- _Instructions_:
a) In the Milivoj Vrebalov article below, give everything from "Serbian politician" down to "a private entrepreneur." again, but swap "house arrest" for "home confinement".
b) Turn the paragraph of the Milivoj Vrebalov article below that begins "Milivoj Vrebalov (Миливој Вребалов; born 12 May 1966)" into a short list that keeps its main facts.
c) Using the Milivoj Vrebalov article below, say whether each statement agrees with it, and quote the deciding words: (i) Vrebalov was born in Kikinda. (ii) In 2018 he was sentenced to one year of house arrest. (iii) He sat in the Assembly of Vojvodina until 2012.

**** Excerpt provided

= Milivoj Vrebalov =

Serbian politician

Milivoj Vrebalov (Миливој Вребалов; born 12 May 1966) is a politician in Serbia. He was the mayor of Novi Bečej from 2006 to 2012 and a member of the Assembly of Vojvodina from 2008 to 2016, serving for a time as a deputy speaker. At different times, Vrebalov was a member of the Democratic Party (Demokratska stranka, DS) and the Liberal Democratic Party (Liberalno demokratska partija, LDP).

In 2018, he was convicted of abuse of office and sentenced to one year of house arrest.

==Early life and private career==
Vrebalov was born in Novi Bečej, in what was then the Socialist Republic of Serbia in the Socialist Federal Republic of Yugoslavia. He graduated from the Higher School of Management in Kikinda and later received a degree from Belgrade's College of Vocational Studies. From 1990 to 2006, he worked as a private entrepreneur.

********
**** Record extracts

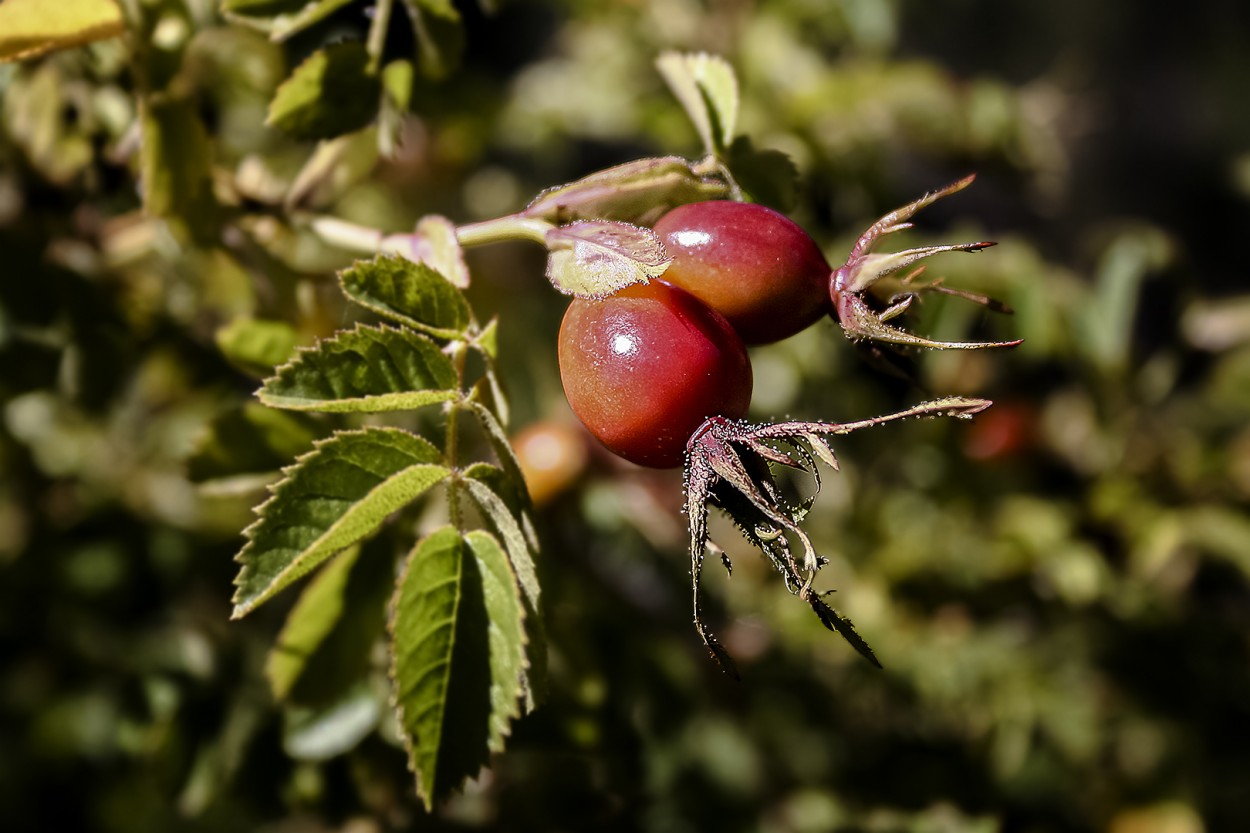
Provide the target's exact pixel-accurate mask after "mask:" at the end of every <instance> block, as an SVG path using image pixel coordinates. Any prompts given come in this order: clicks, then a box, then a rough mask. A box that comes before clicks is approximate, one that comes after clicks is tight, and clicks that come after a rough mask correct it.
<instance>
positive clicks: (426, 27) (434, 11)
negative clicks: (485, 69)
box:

********

- _Results of the tasks_:
a)
Serbian politician

Milivoj Vrebalov (Миливој Вребалов; born 12 May 1966) is a politician in Serbia. He was the mayor of Novi Bečej from 2006 to 2012 and a member of the Assembly of Vojvodina from 2008 to 2016, serving for a time as a deputy speaker. At different times, Vrebalov was a member of the Democratic Party (Demokratska stranka, DS) and the Liberal Democratic Party (Liberalno demokratska partija, LDP).

In 2018, he was convicted of abuse of office and sentenced to one year of home confinement.

==Early life and private career==
Vrebalov was born in Novi Bečej, in what was then the Socialist Republic of Serbia in the Socialist Federal Republic of Yugoslavia. He graduated from the Higher School of Management in Kikinda and later received a degree from Belgrade's College of Vocational Studies. From 1990 to 2006, he worked as a private entrepreneur.

b)
- Born 12 May 1966; a politician in Serbia.
- Mayor of Novi Bečej from 2006 to 2012.
- Member of the Assembly of Vojvodina from 2008 to 2016, for a time as a deputy speaker.
- At different times a member of the Democratic Party (DS) and the Liberal Democratic Party (LDP).

c)
(i) No: "Vrebalov was born in Novi Bečej"
(ii) Yes: "In 2018, he was convicted of abuse of office and sentenced to one year of house arrest."
(iii) No: "a member of the Assembly of Vojvodina from 2008 to 2016"